§ **DATA LISTING**
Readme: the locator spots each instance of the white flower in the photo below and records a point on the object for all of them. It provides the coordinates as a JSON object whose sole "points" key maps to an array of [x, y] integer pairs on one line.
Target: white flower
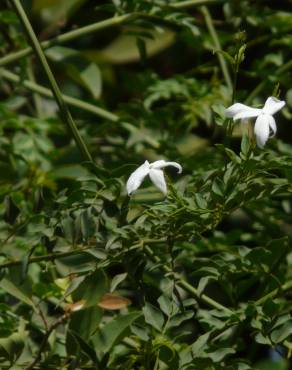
{"points": [[265, 122], [155, 173]]}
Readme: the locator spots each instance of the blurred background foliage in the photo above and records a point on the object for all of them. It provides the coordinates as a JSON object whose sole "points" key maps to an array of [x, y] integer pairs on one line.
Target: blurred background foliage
{"points": [[91, 279]]}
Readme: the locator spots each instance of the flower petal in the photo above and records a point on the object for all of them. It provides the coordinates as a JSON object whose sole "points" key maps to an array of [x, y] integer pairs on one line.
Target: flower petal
{"points": [[262, 129], [241, 111], [248, 113], [272, 125], [157, 177], [136, 178], [161, 164], [273, 105]]}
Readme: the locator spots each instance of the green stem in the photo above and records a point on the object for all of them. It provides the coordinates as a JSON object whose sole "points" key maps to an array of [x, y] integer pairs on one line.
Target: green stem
{"points": [[68, 36], [48, 257], [285, 67], [216, 42], [65, 113], [36, 97], [71, 35], [191, 3], [186, 286], [67, 99]]}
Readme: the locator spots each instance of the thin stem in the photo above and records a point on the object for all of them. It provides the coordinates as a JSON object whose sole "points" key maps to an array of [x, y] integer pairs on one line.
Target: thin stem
{"points": [[285, 67], [214, 36], [65, 113], [67, 99], [186, 286], [97, 26], [36, 97], [191, 3], [47, 257], [68, 36]]}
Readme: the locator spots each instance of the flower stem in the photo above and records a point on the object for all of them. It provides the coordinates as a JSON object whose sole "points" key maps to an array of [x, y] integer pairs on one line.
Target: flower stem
{"points": [[65, 113], [216, 42]]}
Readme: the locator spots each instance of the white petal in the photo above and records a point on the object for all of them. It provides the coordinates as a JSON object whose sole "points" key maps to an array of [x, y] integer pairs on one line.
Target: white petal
{"points": [[272, 125], [136, 178], [157, 177], [273, 105], [161, 164], [248, 113], [262, 129]]}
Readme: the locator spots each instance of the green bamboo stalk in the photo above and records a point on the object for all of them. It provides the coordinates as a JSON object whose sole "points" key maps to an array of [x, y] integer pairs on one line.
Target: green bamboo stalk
{"points": [[68, 36], [65, 113], [74, 102], [191, 3], [97, 26], [214, 36]]}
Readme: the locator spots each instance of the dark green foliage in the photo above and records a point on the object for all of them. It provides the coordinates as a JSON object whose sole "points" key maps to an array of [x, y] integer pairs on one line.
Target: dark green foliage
{"points": [[199, 279]]}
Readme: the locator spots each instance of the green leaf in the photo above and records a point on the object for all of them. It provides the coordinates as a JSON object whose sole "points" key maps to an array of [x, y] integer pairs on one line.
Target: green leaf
{"points": [[113, 331], [16, 292], [117, 279], [199, 345], [153, 316], [92, 288], [280, 334]]}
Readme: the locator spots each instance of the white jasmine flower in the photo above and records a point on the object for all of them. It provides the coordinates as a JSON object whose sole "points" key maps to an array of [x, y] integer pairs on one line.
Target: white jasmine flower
{"points": [[154, 170], [265, 125]]}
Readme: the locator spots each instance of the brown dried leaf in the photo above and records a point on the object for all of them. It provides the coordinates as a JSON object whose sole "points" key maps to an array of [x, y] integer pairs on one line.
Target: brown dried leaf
{"points": [[113, 302]]}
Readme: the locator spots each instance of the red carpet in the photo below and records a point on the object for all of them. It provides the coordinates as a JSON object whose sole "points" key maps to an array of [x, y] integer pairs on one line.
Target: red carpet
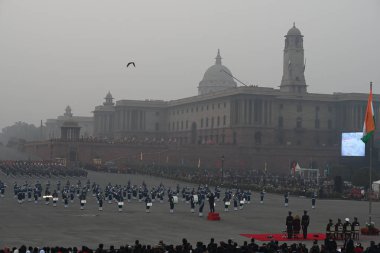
{"points": [[283, 237]]}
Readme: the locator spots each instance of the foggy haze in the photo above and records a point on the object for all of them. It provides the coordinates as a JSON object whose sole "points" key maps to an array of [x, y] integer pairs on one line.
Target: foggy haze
{"points": [[59, 53]]}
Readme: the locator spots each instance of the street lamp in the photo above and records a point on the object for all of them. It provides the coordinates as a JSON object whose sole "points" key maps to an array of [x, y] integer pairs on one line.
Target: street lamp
{"points": [[222, 159]]}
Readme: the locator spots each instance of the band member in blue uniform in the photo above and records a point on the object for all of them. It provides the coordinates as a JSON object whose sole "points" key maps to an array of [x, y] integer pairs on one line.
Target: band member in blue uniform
{"points": [[289, 225], [262, 194], [83, 201], [201, 205], [192, 203], [55, 198], [286, 199], [148, 204], [235, 198], [211, 201], [100, 201], [227, 202], [171, 203], [66, 200], [313, 199], [305, 221]]}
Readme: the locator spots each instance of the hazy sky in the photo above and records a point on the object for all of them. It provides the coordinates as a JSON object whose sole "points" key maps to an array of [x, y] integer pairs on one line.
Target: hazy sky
{"points": [[71, 52]]}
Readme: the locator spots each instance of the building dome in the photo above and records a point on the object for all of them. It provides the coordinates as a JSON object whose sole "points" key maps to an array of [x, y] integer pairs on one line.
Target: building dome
{"points": [[294, 30], [216, 78]]}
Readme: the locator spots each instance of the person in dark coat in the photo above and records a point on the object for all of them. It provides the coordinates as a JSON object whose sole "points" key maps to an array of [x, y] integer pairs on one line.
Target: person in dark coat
{"points": [[305, 223], [171, 203], [296, 225], [289, 225], [211, 201]]}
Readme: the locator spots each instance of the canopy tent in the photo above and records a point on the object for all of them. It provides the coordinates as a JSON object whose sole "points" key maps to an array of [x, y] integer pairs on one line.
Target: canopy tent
{"points": [[376, 186]]}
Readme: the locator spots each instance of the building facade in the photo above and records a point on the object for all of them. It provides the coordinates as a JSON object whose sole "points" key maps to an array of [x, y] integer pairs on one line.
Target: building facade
{"points": [[251, 116], [53, 126], [251, 127]]}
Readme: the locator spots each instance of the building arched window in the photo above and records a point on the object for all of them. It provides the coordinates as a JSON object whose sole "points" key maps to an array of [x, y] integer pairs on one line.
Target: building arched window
{"points": [[299, 122], [258, 138], [280, 122]]}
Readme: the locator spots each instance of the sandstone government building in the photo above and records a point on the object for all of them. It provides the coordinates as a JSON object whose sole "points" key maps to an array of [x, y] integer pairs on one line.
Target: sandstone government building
{"points": [[251, 127]]}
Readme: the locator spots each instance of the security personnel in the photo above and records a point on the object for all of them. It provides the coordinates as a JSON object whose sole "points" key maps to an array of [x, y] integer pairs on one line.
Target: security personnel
{"points": [[262, 193], [66, 200], [100, 201], [211, 201], [313, 199], [305, 221], [171, 203], [286, 198], [148, 203], [55, 198], [83, 201], [227, 203], [235, 202], [328, 229], [192, 203], [201, 205], [289, 225]]}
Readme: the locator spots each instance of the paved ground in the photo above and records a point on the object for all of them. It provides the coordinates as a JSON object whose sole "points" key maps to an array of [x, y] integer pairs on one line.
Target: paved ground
{"points": [[39, 225]]}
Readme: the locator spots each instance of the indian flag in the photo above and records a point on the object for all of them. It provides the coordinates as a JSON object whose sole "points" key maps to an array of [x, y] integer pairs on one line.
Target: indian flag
{"points": [[369, 121]]}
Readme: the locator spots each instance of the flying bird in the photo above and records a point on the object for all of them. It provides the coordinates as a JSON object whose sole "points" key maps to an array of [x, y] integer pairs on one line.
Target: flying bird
{"points": [[131, 63]]}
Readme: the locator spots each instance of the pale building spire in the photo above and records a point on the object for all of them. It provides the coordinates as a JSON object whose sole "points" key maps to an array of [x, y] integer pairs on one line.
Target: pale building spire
{"points": [[218, 58]]}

§ **TASK ITEM**
Output the records above exactly as written, but leave out the pictures.

§ **RESPONSE**
Readme: the locator spots each instance of the white flower in the photo below and records a point on the object for all of them. It provides the coordinates as a JSON object whose sole "points" key maps to an array of [x, y] integer pairs on one line.
Target: white flower
{"points": [[265, 122], [155, 173]]}
Readme: the locator spots each instance of the blurred background foliage in the photo above and records a point on the object for all of them. It provides the coordinates as a JSON object whose sole "points" key maps to an array of [x, y] integer pairs on one line.
Target: blurred background foliage
{"points": [[91, 279]]}
Readme: the locator spots each instance of the flower petal in the photo above and records a point on the object for all of them. It provides the coordinates as a JSON object whose sole "points" key maps to an array of [x, y] integer pairs on one line.
Target: flower petal
{"points": [[262, 129], [241, 111], [248, 113], [272, 125], [157, 177], [136, 178], [161, 164], [273, 105]]}
Readme: the locator spots each instance of the green stem in the photo above and records a point on the object for all of them. It provides the coordinates as a JSON object whose sole "points" key maps to an array of [x, y] integer pairs on one line.
Target: green stem
{"points": [[68, 36], [48, 257], [285, 67], [216, 42], [65, 113], [36, 97], [71, 35], [191, 3], [186, 286], [67, 99]]}
Readme: the locator spots each instance of the thin stem in the photo above and records a point on the object for all of them. It provides the coordinates as a JSON object whose sole "points" key maps to an array of [x, y] integer pairs on one line.
Target: thin stem
{"points": [[285, 67], [214, 36], [65, 113], [67, 99], [186, 286], [97, 26], [36, 97], [191, 3], [47, 257], [68, 36]]}
Readme: the locator spots each instance of the flower stem in the photo above and records a point on the object for all of them. It provides the coordinates as a JSON object whose sole "points" key maps to an array of [x, y] integer pairs on one line.
Target: flower stem
{"points": [[65, 113], [216, 42]]}
Readme: the locator spots each instance of the white petal in the photo above and records a point on the object for all of them. It provides the coordinates as a JSON object whose sole "points" key maps to an array of [x, y] integer pairs on one line.
Target: white petal
{"points": [[272, 125], [136, 178], [157, 177], [273, 105], [161, 164], [248, 113], [262, 129]]}
Readme: the locator spots each instance of the green bamboo stalk in the photo above and records a point on the object for all of them. It provides the coordinates as a JSON object whose sole "points" key maps to an array of [x, y] integer pairs on one line.
Target: green bamboo stalk
{"points": [[68, 36], [65, 113], [74, 102], [191, 3], [97, 26], [214, 36]]}
Readme: the locator spots each instance of the dark green foliage in the photo above and records a point on the object for all of them. It provides the coordinates as a JSON object whose sole "points" key maps to an array of [x, y] integer pairs on one line.
Target: dark green foliage
{"points": [[199, 279]]}
Readme: the locator spots each instance of the green leaf in the photo above and records a point on the object for all of them. It provides the coordinates as a JSON object whose sole "points" key maps to an array of [x, y] integer pairs on one line.
Target: green leaf
{"points": [[113, 331], [16, 292], [117, 279], [199, 345], [153, 316], [92, 288], [280, 334]]}
Readme: the locator spots each instance of the white jasmine flower in the photo above and records a point on the object for all of them. It provides the coordinates as a JSON object whose sole "points" key maps to an array of [x, y] integer pairs on one line.
Target: white jasmine flower
{"points": [[154, 170], [265, 125]]}
Readme: the locator spots each instance of the brown dried leaf in the photo above and records a point on the object for all of them. It provides the coordinates as a JSON object whose sole "points" key maps to an array of [x, y] integer pairs on one line.
Target: brown dried leaf
{"points": [[113, 302]]}
Readme: the locator spots each instance of the red carpet in the photo below and records a point on the object for all of them. It provides the coordinates as a JSON object whose sole "points" key maps to an array of [x, y] integer pairs on one line.
Target: red carpet
{"points": [[283, 237]]}
Readme: the locator spots each instance of the foggy haze in the photo above and records a point on the object for all of them. It provides the coordinates as a JSON object whose sole "points" key maps to an array of [x, y] integer pairs on one line.
Target: foggy haze
{"points": [[59, 53]]}
Readme: the locator spots each instance of the street lamp in the photo above and records a point on the object for all of them. It provides the coordinates as a JSON object whose sole "points" key maps to an array of [x, y] integer pairs on one line.
Target: street lamp
{"points": [[222, 159]]}
Readme: the locator spots each instance of the band member in blue uniform in the photo above and records a point on the object for all of them. It provides the coordinates as a JSON object whose sole "points" key maps to an array of [x, y] integer pairs on one line.
Target: band member in blue uniform
{"points": [[289, 225], [262, 194], [83, 201], [201, 205], [192, 203], [55, 198], [286, 199], [148, 204], [235, 198], [211, 201], [100, 201], [227, 202], [171, 203], [66, 200], [313, 199], [305, 221]]}
Readme: the locator spots each instance of the hazy sky in the photo above and records a point on the object for all of them. It provides the coordinates as a JSON object whose sole "points" key maps to an array of [x, y] integer pairs on one line.
Target: hazy sky
{"points": [[71, 52]]}
Readme: the locator spots each instance of the building dome in the photo above and records a point on the object for all of them. It provides the coordinates as a JSON object whose sole "points" key maps to an array of [x, y] integer pairs on one line.
Target: building dome
{"points": [[294, 30], [216, 78]]}
Readme: the locator spots each instance of the person in dark coat in the photo above and records a point on the object for all of them. It provides the coordinates as a JSON object whose sole "points" key maps to an array of [x, y] integer pairs on one line.
Target: person in dark coat
{"points": [[305, 223], [171, 203], [296, 225], [289, 225], [211, 201]]}
Readme: the locator spots each instance of the canopy tent in the photo above and records a point on the object for all of them. It provides the coordinates as a JSON object whose sole "points" key maps to an array of [x, y] integer pairs on one line.
Target: canopy tent
{"points": [[376, 186]]}
Readme: the locator spots each instance of the building facade in the photo above and records a point on the object for all of them. It provides the coordinates as a JSON object whose sole "points" key maps to an array of [x, y] integer pairs on one line.
Target: building facade
{"points": [[251, 116], [53, 126], [251, 127]]}
Readme: the locator spots each instance of the building arched window in the photo above and records a point on the object for all of them. It provides the coordinates as a JSON object whose sole "points" key maps to an array of [x, y] integer pairs on one line.
Target: building arched window
{"points": [[299, 122], [258, 138], [280, 122]]}
Readme: the locator spots each instance of the sandstone government building in the photo above and records a point on the object for all of them. It provides the coordinates as a JSON object whose sole "points" key maps to an array of [x, y] integer pairs on one line.
Target: sandstone government building
{"points": [[251, 127]]}
Readme: the locator spots each instance of the security personnel in the photo above and records a point on the object for all of them. It provides the coordinates as a JSON object whose sole "points" key maps to an array of [x, y] integer pairs on one line.
Target: security personnel
{"points": [[262, 193], [66, 200], [100, 201], [211, 201], [313, 199], [305, 221], [171, 203], [286, 198], [148, 203], [55, 198], [83, 201], [227, 203], [235, 202], [328, 229], [192, 203], [201, 205], [289, 225]]}
Readme: the locator spots each instance of the paved ground in the photo above and records a point on the object for all of them. It provides the coordinates as a JSON object whose sole "points" key maps to an array of [x, y] integer pairs on one line.
Target: paved ground
{"points": [[39, 225]]}
Readme: the locator spots each instance of the indian flag in the photo above and records a point on the object for all of them. It provides the coordinates as a JSON object whose sole "points" key maps to an array of [x, y] integer pairs on one line.
Target: indian flag
{"points": [[369, 121]]}
Readme: the locator spots each instance of the flying bird in the photo above and records a point on the object for all of them. It provides the coordinates as a JSON object whose sole "points" key maps to an array of [x, y] integer pairs on one line.
Target: flying bird
{"points": [[131, 63]]}
Readme: the locator spots each instance of the pale building spire in the photo above and records a point on the object for all of them. It provides the coordinates as a JSON object whose sole "points" key maps to an array of [x, y] integer pairs on one line.
Target: pale building spire
{"points": [[218, 58]]}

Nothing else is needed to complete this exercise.